▶ [Directive]: Copy the forum post on Gauss quadrature below, character for character.

━━━ Text passage ━━━

Gauss quadrature in 3D with change of variables

Dear all,

I want to solve an intgeral of the following form
\int_0^1\int_x^1(x+y) dydx
using a self implemented Gauss quadrature.

The integral boundaries must be changed to [-1,1], which is done in the following way:
image

This code does not give the correct answer (the code is verified using the package QuadGK):

function f_example(x,y)
    return x + y 
end

function custom_gaussquad_change_of_variables(f, n)
    nodes, weights = gauss_quadrature_nodes_2d(n)
    integral = 0
   
    for i in 1:size(weights)[1]
        integral += weights[i] * f_example(1/2*nodes[i, 1]+1/2, (1-nodes[i,1])/2*nodes[i,2] + (1+nodes[i,1])/2) * 1/2 * (1-nodes[i,1])/2
    end 
     
    return integral
end

When I only need to change the boundary of one integral variable I do not have any problems. Does anyone understand what I do wrong and how I can obtain the correct answer?

━━━ Entries supplied ━━━

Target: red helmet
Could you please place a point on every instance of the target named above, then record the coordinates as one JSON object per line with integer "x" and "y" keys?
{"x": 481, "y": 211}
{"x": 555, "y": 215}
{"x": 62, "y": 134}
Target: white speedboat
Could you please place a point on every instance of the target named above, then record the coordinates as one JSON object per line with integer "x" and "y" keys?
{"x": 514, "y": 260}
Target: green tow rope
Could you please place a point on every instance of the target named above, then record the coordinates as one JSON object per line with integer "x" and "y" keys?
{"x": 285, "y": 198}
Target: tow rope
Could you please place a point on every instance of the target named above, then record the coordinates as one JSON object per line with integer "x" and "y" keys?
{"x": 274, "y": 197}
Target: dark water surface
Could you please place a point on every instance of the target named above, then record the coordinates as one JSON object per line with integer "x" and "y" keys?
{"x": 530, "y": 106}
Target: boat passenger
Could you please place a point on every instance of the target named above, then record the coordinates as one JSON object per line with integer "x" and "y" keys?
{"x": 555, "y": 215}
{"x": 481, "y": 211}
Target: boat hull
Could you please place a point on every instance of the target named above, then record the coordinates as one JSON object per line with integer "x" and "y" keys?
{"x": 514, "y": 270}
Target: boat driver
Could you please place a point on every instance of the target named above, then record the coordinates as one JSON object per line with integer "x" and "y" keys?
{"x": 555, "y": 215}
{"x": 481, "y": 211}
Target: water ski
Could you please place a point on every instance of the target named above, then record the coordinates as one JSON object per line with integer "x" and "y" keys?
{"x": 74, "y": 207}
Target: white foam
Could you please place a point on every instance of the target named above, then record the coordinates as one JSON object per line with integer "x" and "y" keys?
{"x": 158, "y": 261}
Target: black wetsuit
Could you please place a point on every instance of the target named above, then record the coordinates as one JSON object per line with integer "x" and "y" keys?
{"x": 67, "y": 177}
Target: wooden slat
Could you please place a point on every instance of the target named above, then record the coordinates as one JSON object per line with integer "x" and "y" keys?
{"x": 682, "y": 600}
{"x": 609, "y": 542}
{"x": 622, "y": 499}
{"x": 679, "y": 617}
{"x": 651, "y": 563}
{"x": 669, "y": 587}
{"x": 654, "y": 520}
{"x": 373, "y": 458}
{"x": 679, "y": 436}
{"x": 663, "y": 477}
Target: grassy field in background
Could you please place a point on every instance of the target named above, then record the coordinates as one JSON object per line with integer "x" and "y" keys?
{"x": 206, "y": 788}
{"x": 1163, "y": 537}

━━━

▶ [Solution below]:
Gauss quadrature in 3D with change of variables

Dear all,

I want to solve an intgeral of the following form
\int_0^1\int_x^1(x+y) dydx
using a self implemented Gauss quadrature.

The integral boundaries must be changed to [-1,1], which is done in the following way:
image

This code does not give the correct answer (the code is verified using the package QuadGK):

function f_example(x,y)
    return x + y 
end

function custom_gaussquad_change_of_variables(f, n)
    nodes, weights = gauss_quadrature_nodes_2d(n)
    integral = 0
   
    for i in 1:size(weights)[1]
        integral += weights[i] * f_example(1/2*nodes[i, 1]+1/2, (1-nodes[i,1])/2*nodes[i,2] + (1+nodes[i,1])/2) * 1/2 * (1-nodes[i,1])/2
    end 
     
    return integral
end

When I only need to change the boundary of one integral variable I do not have any problems. Does anyone understand what I do wrong and how I can obtain the correct answer?